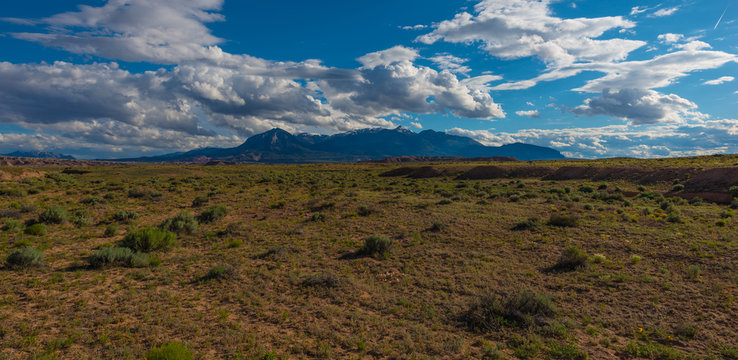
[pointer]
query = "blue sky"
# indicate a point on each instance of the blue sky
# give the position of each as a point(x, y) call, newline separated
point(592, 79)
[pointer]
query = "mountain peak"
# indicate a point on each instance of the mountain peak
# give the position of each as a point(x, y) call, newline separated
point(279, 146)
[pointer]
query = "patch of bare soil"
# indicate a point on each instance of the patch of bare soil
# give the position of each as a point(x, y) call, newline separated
——
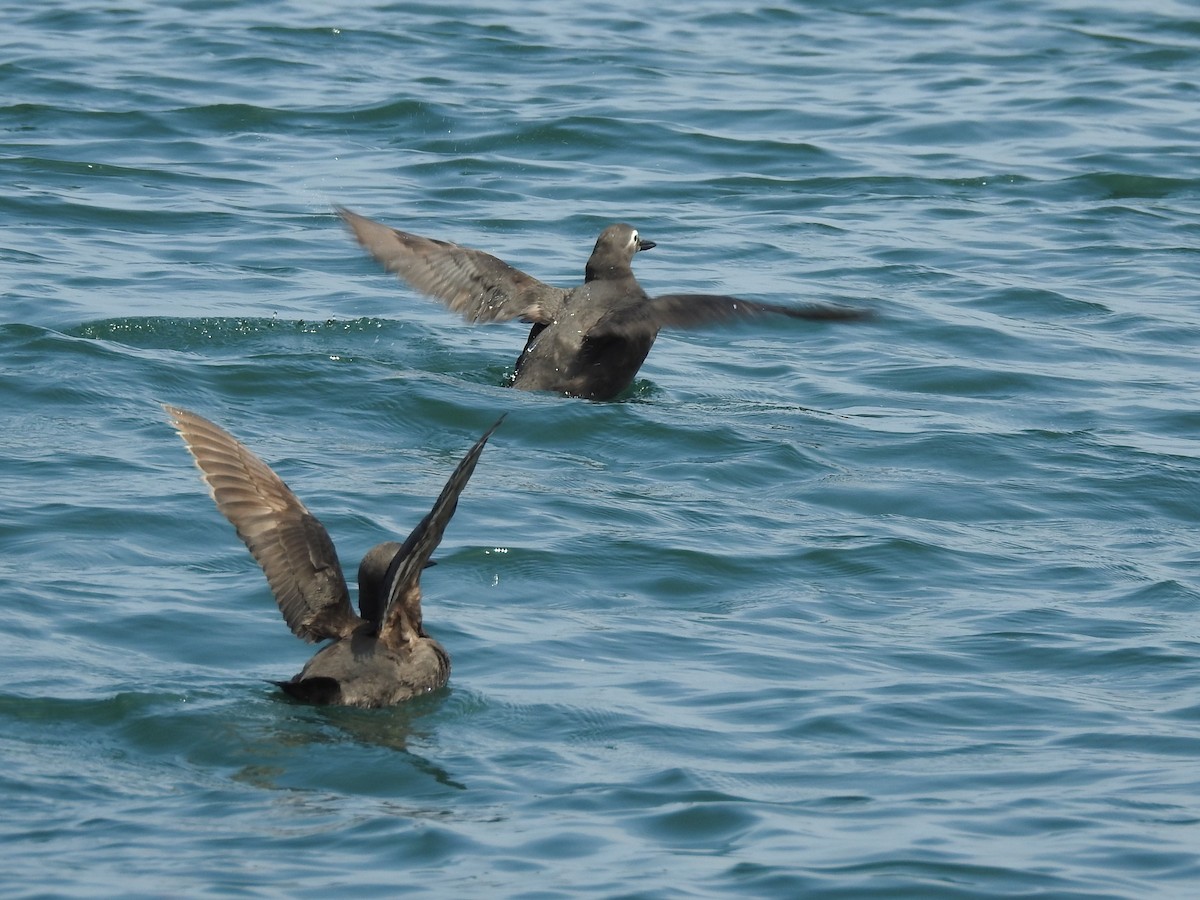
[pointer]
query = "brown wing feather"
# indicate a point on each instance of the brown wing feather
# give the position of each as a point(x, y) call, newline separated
——
What this task involves
When a line above contains the string "instance", copy that line.

Reply to the exercise
# indicate a point on each instance of the blue sky
# indicate a point on each instance of the mountain peak
# indicate a point on each instance of the patch of bare soil
# indicate a point on each instance of the brown wing feather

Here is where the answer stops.